Известность Михаилу Лабазову, Андрю Савину и Андрю Чельцову еще двадцать лет назад принесли проекты «бумажной архитектуры». Достигнув зрелости и мастерства, архитекторы сумели сохранить неординарность творческого почерка.
В числе наиболее известных работ студии – дом «Стольник» в Левшинском переулке, жилые дома в Рыбниковом и Хлыновском переулках, учебный корпус в Монетчиковском переулке, проект по застройке Краснопресненской набережной развеселыми небоскребами, строящийся сейчас в Жуковке дом «Блин» и многое другое. Известность и востребованность, которыми пользуется бюро «А-Б», помноженные на сезонные нагрузки, не оставляют пробелов в рабочем графике его руководства, тем не менее нам удалось встретиться с Андреем Чельцовым и задать ему несколько вопросов.
СH: Такой тройственный творческий союз, как у вас, для архитектурных бюро – явление уникальное. Содружество – администратор, проектировщик, конструктор – кажется логичным и оправданным, но в вашем бюро такого ясного разделения ролей нет. Как вы строите свою совместную работу над проектом?

→ **Исходные строки**:
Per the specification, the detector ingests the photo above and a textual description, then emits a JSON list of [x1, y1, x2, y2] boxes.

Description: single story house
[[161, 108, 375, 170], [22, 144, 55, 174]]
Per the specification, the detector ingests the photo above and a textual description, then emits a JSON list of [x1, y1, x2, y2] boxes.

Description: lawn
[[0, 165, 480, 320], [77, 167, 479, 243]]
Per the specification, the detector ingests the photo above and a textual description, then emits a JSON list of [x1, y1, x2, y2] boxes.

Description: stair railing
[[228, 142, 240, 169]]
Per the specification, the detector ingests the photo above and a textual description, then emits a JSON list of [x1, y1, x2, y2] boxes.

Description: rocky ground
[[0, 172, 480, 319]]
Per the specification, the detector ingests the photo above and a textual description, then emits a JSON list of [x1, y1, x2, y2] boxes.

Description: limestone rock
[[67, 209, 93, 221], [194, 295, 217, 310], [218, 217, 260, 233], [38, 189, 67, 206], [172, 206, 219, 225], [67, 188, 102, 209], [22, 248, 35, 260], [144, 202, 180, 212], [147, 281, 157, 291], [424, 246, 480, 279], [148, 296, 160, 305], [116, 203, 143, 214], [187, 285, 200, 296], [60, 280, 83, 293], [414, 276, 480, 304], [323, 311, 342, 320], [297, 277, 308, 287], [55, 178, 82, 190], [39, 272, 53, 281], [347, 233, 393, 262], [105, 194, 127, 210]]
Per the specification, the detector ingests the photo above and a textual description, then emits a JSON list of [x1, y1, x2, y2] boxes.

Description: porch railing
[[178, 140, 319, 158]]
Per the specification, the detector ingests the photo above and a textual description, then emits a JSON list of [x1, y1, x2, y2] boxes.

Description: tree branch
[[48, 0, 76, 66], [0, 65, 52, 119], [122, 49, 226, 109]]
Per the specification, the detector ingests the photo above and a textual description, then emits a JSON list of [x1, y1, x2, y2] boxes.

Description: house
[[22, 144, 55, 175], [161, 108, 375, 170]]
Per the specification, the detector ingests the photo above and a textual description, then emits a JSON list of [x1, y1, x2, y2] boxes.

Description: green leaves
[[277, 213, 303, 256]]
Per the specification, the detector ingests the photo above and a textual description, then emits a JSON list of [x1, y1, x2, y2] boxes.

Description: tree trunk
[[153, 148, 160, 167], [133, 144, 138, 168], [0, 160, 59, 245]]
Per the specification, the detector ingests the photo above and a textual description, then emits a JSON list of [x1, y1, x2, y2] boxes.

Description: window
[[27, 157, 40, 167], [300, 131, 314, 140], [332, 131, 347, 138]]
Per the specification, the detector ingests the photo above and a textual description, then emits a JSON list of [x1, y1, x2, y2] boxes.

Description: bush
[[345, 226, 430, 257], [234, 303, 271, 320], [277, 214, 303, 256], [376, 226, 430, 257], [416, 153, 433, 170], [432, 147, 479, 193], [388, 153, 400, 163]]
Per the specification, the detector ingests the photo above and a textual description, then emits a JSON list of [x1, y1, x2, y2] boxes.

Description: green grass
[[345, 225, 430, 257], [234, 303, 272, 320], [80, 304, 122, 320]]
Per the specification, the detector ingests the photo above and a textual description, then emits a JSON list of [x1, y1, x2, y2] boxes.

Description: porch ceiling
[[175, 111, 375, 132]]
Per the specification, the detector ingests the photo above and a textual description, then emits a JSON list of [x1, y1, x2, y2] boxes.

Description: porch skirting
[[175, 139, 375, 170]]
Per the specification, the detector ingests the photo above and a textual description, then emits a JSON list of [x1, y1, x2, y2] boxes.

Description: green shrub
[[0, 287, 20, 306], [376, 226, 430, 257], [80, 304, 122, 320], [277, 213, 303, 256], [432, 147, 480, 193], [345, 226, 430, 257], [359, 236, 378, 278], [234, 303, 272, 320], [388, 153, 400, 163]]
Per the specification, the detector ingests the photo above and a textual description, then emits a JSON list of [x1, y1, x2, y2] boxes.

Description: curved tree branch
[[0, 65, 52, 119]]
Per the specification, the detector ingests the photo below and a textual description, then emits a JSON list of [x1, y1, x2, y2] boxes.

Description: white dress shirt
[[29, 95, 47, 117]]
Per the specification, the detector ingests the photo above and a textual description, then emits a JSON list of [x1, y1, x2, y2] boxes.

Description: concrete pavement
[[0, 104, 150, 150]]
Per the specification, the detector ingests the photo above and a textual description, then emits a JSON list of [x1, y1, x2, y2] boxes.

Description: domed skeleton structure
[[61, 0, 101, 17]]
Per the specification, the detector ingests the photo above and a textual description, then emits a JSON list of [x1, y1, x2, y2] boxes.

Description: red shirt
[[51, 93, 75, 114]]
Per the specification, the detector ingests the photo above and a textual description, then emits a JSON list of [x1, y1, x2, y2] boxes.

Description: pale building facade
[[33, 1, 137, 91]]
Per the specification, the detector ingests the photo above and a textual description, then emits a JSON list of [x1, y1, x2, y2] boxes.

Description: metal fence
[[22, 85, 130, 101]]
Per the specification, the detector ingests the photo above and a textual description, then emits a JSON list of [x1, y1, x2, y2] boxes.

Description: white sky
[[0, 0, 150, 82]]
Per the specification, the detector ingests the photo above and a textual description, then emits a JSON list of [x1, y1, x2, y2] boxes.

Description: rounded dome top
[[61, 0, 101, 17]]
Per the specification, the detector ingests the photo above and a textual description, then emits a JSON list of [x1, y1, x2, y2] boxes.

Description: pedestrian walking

→ **Задача 1**:
Какие проекты, согласно тексту о бюро «А-Б», еще двадцать лет назад принесли известность его архитекторам?
→ **Задача 2**:
Пожалуйста, перескажите списком абзац текста о бюро «А-Б», который начинается словами «В числе наиболее известных работ студии», сохранив его основные факты.

→ **Верный ответ 1**:
Проекты «бумажной архитектуры».

→ **Верный ответ 2**:
- Известные работы студии:
  - дом «Стольник» в Левшинском переулке;
  - жилые дома в Рыбниковом и Хлыновском переулках;
  - учебный корпус в Монетчиковском переулке;
  - проект застройки Краснопресненской набережной небоскребами;
  - дом «Блин», который сейчас строится в Жуковке.
- Из-за известности бюро и сезонной нагрузки у руководства нет пробелов в графике.
- Несмотря на это, удалось встретиться с Андреем Чельцовым и задать ему вопросы.